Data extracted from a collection
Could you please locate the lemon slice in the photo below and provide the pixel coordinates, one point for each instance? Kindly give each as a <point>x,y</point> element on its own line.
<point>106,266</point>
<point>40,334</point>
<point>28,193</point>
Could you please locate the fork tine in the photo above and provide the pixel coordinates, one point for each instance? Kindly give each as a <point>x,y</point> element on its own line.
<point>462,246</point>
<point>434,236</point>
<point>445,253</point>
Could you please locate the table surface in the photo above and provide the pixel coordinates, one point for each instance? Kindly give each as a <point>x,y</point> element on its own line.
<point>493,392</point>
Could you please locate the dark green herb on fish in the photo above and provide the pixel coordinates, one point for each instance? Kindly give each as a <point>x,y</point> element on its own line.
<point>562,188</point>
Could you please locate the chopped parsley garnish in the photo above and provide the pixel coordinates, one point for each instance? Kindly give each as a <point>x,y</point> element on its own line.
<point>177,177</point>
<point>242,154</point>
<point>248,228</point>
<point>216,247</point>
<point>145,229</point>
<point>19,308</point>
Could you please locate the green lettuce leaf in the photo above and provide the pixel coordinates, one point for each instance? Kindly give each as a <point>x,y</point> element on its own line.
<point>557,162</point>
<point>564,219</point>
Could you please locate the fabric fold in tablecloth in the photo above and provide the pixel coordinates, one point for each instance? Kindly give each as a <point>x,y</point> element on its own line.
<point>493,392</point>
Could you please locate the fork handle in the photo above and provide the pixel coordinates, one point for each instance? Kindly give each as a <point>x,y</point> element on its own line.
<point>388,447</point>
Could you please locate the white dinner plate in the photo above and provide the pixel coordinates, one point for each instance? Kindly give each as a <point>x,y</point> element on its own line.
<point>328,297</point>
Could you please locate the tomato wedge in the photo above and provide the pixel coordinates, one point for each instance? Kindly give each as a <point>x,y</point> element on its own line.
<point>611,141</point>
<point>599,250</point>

§ TASK STATEMENT:
Lay out the items between the lines holding "Could you please locate the fork tine" and "<point>562,188</point>", inclusive, as a two-column CSV with columns input and output, one row per item. Put each item's text and its answer in one quoted field apiece, with line breaks replaced by spaces.

§ ANSWER TO THIS EXERCISE:
input,output
"Could you please locate the fork tine in the photo above and provide the pixel coordinates, one point for each instance? Kindly give each as a <point>x,y</point> element on its own line.","<point>462,246</point> <point>434,236</point> <point>445,253</point>"
"Could you please locate the table surface in the photo above and provide the pixel coordinates, one point for each instance? Kindly give each as a <point>x,y</point> element on its own line.","<point>493,392</point>"
"Could you please locate the dark green herb on fish in the photo above and provide the pixel coordinates, one point for each instance? Kindly give each as a <point>x,y</point> element on its own line.","<point>562,188</point>"